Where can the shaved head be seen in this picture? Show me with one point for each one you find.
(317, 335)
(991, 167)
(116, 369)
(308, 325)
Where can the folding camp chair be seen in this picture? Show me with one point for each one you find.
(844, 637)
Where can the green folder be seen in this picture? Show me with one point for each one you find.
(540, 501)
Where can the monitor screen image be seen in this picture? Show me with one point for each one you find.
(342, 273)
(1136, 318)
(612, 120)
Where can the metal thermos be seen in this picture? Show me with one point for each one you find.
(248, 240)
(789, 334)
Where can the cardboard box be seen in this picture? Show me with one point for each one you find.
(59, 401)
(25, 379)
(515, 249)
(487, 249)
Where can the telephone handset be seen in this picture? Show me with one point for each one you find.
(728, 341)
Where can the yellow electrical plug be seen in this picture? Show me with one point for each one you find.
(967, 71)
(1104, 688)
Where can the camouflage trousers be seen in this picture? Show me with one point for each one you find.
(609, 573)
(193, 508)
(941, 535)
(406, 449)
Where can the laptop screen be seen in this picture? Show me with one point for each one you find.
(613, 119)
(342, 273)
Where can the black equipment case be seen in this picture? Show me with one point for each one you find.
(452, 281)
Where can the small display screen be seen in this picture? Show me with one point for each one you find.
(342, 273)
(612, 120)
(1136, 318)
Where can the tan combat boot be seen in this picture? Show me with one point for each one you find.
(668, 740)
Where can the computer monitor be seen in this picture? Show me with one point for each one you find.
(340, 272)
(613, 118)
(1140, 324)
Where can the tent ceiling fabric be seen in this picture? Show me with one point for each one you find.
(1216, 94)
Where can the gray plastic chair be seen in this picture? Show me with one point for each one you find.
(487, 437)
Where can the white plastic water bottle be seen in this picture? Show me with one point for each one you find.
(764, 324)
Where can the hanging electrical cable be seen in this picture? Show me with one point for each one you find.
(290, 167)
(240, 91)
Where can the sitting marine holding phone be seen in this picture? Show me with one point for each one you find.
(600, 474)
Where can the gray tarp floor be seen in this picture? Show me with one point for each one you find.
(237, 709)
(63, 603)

• • • •

Task objective: Starting at the line that holds "Where can the camouflage", retype each line exactly through the end of the entries, both ends included.

Result of the exercise:
Where can the camouflage trousers be seen in this picture? Show me with one point for each one you find.
(609, 573)
(193, 508)
(941, 535)
(406, 449)
Where can the laptop screen be seen in this picture? Show me with one point for each one you find.
(613, 119)
(342, 273)
Where can the black equipment case be seen in this picture? Show me with one point for each one you find.
(452, 281)
Where can the small display screen be seen in this picture? Show me with one point for each one you find.
(342, 273)
(612, 120)
(1136, 318)
Where can the tan combat boot be seen in this picture? Show me with one point for each one you find.
(668, 740)
Where can the computer monitor be seen in this picture? Show me with one point for each one you find.
(340, 272)
(613, 118)
(1140, 324)
Where can the tent ceiling fabric be seen in this picture? Show me with one point for each one you find.
(1216, 94)
Where can the gray plastic chair be seen in this picture? Show me with one point for each one you find.
(487, 437)
Where can the white plastic water bottle be seen in this picture? Show me with one point for each one you find.
(764, 324)
Where can the hanging electrical cable be seen in this picture? Show me with one point for each one you find.
(290, 167)
(240, 91)
Where can the sitting marine holding phone be seen in this picture? Show me with one point for each one you find.
(600, 474)
Where can the gray tarp floor be seen in this picture? Show me with one point for each one you find.
(237, 709)
(63, 603)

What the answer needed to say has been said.